Would you restate all the data that follows, word for word?

** Start of DATA FOR THIS EXERCISE **

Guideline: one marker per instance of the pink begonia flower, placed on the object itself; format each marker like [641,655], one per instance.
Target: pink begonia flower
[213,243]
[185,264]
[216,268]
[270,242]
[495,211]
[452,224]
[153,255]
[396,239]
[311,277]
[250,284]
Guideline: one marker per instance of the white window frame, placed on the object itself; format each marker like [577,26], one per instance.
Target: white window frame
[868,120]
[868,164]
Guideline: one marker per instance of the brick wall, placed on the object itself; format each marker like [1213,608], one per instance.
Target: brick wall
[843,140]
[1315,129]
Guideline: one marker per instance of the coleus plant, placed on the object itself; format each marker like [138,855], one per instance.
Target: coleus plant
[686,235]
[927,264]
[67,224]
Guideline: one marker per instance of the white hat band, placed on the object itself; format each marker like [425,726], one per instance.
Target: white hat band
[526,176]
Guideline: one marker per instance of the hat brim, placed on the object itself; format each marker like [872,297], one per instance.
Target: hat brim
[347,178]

** End of DATA FOR THIS EXERCISE **

- IN RESPONSE
Guideline: one marker per instance of the pink begonia flower, placed on the object itself; format each marker like [641,655], one per instance.
Target: pink begonia flower
[213,243]
[185,264]
[216,268]
[270,242]
[495,211]
[452,224]
[153,255]
[396,239]
[311,277]
[250,284]
Guideline: one marker per instance of the white window frame, placed on the object itself; format each marker like [577,26], one per instance.
Target: white window frame
[868,120]
[868,164]
Guideline: one marker per instance of the brick wall, placed on the object itself; format each marker like [1213,608], one per instance.
Target: brick wall
[843,140]
[1315,129]
Guideline: one marker per instance of the coleus plant, placed on the object itself; format each marker like [138,855], one per instance.
Target: coleus plant
[686,235]
[927,264]
[67,224]
Guideline: one marker per instance of the white hat band, placed on the object itself; format each marker like [425,726], one per instance.
Target: white hat band
[526,176]
Guideline: one marker per instance of the hat brim, placed on the object itself; format each marker like [872,297], one per instance.
Target: hat brim
[347,178]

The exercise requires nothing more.